Excerpt:
────

HARP is still out there -- so why aren't more borrowers taking advantage of it?

How to tap into the 800,000 borrowers nationwide who could still benefit from the refinancing program

Last week, Mel Watt, the director of the Federal Housing Finance Agency, was reminded of HARP’s complexities, when he and other U.S. housing officials visited Detroit to promote the program. The group was confronted by about 150 protesters who say the program is hard to qualify for and doesn’t go far enough, according to The Detroit News.

Yet the FHFA estimates there is as many as 800,000 U.S. borrowers who meet the general HARP eligibility requirements –  owe $50,000 or more on their mortgage and pay an interest rate that's at least 1.5% higher than current rates – have so far stayed on the sidelines.

HARP was launched in 2009 in an effort to provide distressed homeowners some relief by offering a refinance opportunity to those who owe more on their mortgages than their homes are worth. When the housing market started to showing signs of recovery, it appeared the program’s heyday was coming to an end. However, HARP hasn’t fully maximized and was extended last year to expire on Dec. 31, 2015.
 
Since April 2014, nearly 3.2 million borrowers have refinanced through HARP, according to the FHFA. On average, homeowners who refinance through the program saved nearly $200 per month. That's more than $2,000 a year. So, if HARP is such a good deal, why have so many eligible homeowners not refinanced?

Despite being revised several times, the program has proved to be exceptionally complex, which has made it extremely hard for homeowners to qualify for the refinancing option. According to the FHFA, many of its servicers said that the potential savings sound too good to be true to borrowers and they suspect that the program is a scam.

The key to accessing the 800,000 U.S. borrowers who meet the general HARP eligibility requirements is through education. Watt is urging the housing community to help spread the word that those who are eligible for HARP should apply.

"[HARP] has been on the books since 2009, and we have had tremendous success, but we're down to the people who still don’t believe this is a credible program,” said Watt. “And we need your help to deliver the message to them that it is.”

Is your borrower ripe for HARP?

#pb#

If the answers to these questions are “yes,” then the borrower may qualify.
  • Does Freddie Mac or Fannie Mae own or back his or her mortgage? Check here.
  • Was his or her mortgage originated on or before May 31, 2009?
  • Is he or she underwater, or have a current loan-to-value ratio greater than 80 percent?

────

Work instructions: According to the HARP article, why have so many eligible homeowners not refinanced through the program?

Extracted records:
────

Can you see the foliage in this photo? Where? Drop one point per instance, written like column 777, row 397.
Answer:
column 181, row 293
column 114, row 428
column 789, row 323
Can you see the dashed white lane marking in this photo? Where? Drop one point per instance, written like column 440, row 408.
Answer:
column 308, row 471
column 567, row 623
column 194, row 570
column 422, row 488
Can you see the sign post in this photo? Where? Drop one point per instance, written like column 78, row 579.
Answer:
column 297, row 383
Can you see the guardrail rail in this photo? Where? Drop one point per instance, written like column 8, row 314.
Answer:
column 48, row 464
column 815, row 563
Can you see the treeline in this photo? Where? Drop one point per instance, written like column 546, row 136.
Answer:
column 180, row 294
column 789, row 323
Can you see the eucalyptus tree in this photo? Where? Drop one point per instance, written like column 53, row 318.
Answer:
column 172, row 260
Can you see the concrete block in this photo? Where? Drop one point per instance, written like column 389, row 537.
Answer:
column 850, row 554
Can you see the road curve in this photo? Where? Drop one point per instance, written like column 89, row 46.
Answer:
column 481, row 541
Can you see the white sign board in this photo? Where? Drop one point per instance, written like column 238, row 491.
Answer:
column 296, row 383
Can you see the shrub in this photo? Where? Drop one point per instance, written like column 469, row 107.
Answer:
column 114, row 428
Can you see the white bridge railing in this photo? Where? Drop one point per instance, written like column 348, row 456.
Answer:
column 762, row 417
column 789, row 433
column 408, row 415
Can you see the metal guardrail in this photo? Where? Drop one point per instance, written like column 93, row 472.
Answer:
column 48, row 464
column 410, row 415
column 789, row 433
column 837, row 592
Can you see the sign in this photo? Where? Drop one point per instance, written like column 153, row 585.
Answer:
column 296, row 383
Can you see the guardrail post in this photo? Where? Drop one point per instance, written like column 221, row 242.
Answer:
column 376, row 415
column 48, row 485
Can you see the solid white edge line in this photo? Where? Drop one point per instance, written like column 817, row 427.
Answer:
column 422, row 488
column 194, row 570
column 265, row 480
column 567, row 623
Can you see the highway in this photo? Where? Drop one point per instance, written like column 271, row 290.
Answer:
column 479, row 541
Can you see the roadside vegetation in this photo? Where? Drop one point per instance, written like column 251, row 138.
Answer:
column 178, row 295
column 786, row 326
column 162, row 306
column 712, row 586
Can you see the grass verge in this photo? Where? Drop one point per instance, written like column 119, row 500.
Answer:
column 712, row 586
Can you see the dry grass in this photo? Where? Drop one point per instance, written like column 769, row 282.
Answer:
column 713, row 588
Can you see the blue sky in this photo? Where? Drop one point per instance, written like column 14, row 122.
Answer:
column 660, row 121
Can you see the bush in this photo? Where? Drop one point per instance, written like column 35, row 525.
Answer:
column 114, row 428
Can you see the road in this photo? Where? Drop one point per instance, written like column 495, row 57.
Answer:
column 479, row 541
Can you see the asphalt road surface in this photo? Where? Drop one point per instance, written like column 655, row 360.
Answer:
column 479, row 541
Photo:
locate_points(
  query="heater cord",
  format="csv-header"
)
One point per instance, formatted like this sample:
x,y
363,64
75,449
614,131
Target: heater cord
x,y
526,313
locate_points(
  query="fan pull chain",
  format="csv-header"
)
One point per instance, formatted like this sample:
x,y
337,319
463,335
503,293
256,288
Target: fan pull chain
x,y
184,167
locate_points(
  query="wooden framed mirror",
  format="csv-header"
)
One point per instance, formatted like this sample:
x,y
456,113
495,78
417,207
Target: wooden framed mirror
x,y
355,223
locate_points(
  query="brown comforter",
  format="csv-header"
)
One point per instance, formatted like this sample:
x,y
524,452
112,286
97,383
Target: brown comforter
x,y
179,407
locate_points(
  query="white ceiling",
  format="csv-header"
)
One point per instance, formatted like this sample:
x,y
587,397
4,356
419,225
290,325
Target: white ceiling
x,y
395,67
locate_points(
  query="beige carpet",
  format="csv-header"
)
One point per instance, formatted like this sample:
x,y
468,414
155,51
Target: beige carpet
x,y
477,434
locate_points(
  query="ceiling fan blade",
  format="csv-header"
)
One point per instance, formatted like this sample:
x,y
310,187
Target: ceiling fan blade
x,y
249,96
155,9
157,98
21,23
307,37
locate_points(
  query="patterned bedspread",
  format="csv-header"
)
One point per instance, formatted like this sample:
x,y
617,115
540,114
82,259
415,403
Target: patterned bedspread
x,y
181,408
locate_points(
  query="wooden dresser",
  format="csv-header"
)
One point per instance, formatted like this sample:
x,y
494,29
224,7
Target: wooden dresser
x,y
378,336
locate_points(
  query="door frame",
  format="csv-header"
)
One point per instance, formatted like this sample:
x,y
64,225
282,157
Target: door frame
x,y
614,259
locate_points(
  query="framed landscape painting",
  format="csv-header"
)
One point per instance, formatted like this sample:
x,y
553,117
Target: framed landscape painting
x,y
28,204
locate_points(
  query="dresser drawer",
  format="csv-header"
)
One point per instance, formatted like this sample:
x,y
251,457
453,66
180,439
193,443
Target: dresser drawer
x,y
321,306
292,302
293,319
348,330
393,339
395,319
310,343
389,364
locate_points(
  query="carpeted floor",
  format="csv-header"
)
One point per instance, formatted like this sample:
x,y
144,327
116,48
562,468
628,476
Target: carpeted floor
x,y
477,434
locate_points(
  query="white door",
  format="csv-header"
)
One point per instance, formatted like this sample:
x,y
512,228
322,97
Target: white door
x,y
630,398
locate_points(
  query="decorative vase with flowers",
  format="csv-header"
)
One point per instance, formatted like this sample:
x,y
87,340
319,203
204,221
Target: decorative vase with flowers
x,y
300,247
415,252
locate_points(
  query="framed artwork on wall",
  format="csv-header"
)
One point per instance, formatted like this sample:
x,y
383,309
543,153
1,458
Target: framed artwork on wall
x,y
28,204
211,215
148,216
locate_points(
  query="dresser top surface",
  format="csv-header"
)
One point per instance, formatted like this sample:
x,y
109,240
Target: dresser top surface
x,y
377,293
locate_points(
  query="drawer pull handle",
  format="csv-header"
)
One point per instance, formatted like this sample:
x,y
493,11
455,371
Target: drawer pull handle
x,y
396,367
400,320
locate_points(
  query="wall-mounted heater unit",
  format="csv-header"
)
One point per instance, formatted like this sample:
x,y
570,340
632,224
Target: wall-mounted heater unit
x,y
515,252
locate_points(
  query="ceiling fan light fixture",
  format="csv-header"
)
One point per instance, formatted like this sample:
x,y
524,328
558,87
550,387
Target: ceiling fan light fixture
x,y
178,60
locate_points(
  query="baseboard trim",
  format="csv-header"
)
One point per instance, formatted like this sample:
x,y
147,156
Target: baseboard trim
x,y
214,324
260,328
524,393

────

Response to this exercise: The program has proved exceptionally complex despite several revisions, which has made it extremely hard for homeowners to qualify. Servicers also told the FHFA that the potential savings sound too good to be true to borrowers, who suspect the program is a scam.